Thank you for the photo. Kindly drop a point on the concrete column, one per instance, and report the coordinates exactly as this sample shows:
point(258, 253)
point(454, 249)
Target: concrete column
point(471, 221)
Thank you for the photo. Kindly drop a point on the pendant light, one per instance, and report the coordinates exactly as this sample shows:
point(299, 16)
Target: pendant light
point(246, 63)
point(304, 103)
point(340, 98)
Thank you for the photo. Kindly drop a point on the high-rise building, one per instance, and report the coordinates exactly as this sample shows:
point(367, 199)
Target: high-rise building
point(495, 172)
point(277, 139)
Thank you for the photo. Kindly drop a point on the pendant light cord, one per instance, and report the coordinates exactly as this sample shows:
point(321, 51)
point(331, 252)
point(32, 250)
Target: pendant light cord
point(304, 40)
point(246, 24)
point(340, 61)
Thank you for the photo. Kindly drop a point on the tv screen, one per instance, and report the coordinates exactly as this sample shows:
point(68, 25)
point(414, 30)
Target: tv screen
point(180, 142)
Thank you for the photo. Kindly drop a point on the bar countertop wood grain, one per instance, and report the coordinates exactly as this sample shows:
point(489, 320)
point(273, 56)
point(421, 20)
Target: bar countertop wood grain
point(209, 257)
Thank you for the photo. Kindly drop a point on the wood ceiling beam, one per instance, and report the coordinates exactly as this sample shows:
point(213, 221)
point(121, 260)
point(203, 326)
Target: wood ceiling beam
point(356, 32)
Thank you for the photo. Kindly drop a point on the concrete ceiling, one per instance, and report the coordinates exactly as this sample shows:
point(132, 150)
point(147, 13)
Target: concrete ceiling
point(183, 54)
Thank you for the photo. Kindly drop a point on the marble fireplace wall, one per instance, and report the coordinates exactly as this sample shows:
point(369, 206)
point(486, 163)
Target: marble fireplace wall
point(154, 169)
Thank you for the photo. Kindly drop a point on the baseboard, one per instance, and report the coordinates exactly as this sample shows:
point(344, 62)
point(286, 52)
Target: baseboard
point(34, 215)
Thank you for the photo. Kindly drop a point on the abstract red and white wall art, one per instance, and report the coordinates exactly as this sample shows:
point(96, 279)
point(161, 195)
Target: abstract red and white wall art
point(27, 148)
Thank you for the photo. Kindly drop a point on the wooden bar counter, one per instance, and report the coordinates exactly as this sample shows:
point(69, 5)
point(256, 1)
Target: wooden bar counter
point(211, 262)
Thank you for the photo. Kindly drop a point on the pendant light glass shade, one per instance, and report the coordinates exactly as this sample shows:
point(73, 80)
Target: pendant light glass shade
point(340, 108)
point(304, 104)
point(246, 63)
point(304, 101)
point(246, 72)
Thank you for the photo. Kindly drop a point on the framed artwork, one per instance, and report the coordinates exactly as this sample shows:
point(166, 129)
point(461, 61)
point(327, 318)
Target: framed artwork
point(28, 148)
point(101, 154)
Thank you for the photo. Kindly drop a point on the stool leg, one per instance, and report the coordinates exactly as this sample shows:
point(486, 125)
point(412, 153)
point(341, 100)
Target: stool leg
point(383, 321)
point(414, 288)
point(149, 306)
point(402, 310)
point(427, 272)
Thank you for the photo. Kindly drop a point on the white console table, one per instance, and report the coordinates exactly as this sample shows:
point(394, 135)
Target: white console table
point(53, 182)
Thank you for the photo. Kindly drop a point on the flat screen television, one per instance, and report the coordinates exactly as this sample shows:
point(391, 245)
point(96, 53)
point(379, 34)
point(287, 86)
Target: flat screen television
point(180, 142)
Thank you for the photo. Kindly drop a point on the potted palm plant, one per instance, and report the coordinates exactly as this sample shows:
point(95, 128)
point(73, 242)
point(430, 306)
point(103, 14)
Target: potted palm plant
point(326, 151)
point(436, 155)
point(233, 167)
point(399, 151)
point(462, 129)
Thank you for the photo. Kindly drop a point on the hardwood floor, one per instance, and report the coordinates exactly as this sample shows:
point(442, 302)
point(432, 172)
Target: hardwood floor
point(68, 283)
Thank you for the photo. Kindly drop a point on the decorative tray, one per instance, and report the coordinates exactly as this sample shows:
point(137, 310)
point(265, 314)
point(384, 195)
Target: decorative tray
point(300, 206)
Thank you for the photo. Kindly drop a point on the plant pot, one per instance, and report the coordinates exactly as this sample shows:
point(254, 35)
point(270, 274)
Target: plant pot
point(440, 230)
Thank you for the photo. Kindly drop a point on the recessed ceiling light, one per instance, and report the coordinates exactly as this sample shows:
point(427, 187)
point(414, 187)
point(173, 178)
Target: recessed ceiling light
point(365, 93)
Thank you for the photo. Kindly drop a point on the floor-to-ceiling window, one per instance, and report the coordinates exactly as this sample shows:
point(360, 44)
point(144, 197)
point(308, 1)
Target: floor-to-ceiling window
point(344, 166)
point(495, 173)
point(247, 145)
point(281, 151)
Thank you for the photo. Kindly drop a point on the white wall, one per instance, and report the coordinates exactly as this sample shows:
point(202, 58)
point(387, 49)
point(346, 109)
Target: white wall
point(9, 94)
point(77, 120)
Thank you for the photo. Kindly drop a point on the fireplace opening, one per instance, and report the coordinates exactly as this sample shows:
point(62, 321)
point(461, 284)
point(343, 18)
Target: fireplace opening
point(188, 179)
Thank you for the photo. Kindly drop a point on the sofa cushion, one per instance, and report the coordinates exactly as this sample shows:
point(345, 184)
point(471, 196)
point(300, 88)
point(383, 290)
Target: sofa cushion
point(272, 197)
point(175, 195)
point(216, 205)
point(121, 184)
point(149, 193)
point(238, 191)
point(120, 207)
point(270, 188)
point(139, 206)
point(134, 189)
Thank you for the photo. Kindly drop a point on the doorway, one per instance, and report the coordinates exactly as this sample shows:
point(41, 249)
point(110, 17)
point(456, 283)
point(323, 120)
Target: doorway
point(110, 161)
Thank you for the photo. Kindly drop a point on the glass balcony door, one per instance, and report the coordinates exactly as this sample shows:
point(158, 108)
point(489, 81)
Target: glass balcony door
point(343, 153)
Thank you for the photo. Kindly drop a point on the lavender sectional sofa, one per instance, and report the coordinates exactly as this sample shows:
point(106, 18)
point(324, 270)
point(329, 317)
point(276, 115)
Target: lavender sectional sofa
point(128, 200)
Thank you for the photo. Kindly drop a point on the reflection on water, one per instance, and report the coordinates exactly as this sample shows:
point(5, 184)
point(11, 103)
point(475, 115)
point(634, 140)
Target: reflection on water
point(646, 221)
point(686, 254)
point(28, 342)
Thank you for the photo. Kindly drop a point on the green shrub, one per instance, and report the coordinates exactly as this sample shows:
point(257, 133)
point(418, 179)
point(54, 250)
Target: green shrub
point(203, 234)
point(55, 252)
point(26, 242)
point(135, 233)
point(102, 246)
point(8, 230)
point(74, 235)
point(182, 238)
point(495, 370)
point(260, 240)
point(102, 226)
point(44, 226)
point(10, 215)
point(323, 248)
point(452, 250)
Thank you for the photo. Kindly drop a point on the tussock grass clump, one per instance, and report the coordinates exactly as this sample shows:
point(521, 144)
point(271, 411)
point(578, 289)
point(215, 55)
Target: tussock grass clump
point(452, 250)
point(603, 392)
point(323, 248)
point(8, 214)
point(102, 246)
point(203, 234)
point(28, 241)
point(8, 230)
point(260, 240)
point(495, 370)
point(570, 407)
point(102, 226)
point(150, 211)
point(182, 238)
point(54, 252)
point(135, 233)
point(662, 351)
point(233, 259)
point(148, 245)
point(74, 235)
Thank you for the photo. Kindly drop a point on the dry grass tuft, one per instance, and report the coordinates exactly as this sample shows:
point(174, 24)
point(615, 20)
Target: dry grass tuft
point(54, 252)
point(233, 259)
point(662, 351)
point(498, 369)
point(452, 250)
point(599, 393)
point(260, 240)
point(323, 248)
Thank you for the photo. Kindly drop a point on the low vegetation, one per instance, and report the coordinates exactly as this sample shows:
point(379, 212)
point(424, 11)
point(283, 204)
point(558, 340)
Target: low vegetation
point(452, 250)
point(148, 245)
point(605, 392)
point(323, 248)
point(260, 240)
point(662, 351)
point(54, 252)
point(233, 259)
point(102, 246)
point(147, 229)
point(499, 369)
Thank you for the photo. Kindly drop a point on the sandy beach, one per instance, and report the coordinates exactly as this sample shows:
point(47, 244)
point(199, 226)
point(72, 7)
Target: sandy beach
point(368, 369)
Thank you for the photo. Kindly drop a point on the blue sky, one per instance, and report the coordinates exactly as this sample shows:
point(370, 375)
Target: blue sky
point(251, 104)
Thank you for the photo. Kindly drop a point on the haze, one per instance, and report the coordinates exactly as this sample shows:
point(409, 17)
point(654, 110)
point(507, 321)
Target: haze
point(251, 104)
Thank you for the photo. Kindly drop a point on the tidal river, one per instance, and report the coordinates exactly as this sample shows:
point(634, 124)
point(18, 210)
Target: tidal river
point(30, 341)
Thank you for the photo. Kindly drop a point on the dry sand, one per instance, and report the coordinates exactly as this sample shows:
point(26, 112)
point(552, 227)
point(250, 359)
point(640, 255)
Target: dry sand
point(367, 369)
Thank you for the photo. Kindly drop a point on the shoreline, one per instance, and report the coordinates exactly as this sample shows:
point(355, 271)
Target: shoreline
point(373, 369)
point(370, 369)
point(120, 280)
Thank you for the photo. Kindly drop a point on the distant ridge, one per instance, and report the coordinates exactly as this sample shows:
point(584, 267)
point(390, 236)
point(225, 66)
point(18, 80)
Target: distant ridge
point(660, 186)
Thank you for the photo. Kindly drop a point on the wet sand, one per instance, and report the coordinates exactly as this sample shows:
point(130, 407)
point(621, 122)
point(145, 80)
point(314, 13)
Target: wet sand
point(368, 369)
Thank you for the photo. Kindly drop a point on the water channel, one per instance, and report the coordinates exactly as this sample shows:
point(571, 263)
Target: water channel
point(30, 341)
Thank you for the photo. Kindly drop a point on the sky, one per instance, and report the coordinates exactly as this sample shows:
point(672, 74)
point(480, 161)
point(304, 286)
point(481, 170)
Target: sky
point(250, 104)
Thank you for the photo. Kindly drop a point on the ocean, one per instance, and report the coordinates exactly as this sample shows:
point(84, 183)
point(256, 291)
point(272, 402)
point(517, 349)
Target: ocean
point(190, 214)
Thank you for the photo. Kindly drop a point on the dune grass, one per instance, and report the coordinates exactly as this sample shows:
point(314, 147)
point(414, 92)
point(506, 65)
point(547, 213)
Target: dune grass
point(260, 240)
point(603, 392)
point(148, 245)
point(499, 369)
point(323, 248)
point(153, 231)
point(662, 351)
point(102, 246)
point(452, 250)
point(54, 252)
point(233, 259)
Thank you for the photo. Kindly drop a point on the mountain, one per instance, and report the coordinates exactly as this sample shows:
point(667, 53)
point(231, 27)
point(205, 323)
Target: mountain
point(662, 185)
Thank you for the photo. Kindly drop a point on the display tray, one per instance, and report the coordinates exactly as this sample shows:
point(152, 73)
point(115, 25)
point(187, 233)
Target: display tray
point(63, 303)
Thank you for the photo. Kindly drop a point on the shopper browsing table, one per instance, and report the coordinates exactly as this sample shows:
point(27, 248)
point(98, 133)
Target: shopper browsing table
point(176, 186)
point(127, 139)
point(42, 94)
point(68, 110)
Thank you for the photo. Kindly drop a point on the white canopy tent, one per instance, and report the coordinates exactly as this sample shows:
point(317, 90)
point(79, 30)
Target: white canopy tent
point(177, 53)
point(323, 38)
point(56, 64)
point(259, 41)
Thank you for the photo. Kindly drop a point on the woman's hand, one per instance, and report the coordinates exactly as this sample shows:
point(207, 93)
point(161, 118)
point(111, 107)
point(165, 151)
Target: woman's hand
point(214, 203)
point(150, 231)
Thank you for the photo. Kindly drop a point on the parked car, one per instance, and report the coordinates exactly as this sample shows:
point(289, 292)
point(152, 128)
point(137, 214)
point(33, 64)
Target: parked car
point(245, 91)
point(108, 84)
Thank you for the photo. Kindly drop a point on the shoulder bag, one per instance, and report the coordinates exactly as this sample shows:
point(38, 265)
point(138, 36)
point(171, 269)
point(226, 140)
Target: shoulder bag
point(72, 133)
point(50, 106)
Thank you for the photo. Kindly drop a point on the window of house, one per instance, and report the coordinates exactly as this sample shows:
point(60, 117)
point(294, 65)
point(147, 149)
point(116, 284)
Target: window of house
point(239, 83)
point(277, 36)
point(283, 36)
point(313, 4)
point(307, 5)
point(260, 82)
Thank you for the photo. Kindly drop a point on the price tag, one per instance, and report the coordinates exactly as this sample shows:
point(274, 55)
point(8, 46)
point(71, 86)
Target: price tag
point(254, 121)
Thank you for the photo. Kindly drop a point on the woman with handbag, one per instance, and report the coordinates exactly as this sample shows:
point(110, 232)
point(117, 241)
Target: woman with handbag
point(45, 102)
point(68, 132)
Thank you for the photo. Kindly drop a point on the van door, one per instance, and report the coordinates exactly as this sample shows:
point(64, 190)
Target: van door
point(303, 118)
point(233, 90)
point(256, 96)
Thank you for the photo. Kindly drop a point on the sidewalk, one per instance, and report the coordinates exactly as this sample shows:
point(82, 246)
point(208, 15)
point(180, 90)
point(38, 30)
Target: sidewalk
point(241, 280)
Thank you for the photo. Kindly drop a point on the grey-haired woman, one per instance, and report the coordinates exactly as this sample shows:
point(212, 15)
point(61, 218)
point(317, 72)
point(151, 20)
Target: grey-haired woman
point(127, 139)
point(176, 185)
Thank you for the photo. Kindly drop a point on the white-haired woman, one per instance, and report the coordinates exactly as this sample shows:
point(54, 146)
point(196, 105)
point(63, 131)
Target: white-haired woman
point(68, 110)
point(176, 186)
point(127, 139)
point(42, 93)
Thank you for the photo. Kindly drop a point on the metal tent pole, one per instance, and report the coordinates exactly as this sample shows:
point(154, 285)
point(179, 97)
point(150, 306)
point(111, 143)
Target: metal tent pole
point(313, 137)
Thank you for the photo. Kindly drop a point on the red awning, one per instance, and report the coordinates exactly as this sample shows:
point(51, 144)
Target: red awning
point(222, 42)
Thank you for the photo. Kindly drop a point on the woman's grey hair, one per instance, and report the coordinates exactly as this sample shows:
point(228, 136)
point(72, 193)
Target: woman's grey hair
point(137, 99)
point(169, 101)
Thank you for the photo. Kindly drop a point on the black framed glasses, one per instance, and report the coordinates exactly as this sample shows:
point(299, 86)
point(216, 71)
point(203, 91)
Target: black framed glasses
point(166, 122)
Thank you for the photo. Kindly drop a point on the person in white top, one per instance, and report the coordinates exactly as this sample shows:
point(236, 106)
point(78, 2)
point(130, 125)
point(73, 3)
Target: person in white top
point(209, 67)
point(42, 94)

▶ **Aim of the task**
Lines to set down from above: the line with "point(26, 112)", the line with "point(584, 267)", and every line between, each exactly as written.

▶ **Solution to the exercise**
point(26, 112)
point(552, 227)
point(250, 359)
point(640, 255)
Target: dry sand
point(367, 369)
Thank you for the photo. Kindly drop a point on the shoreline, one per instance, and report the coordinates exactly as this sample shows:
point(355, 271)
Target: shoreline
point(373, 369)
point(370, 369)
point(120, 280)
Thank you for the photo. Kindly drop a point on the distant ridge, one per instance, and report the coordinates exactly as this sample shows:
point(584, 267)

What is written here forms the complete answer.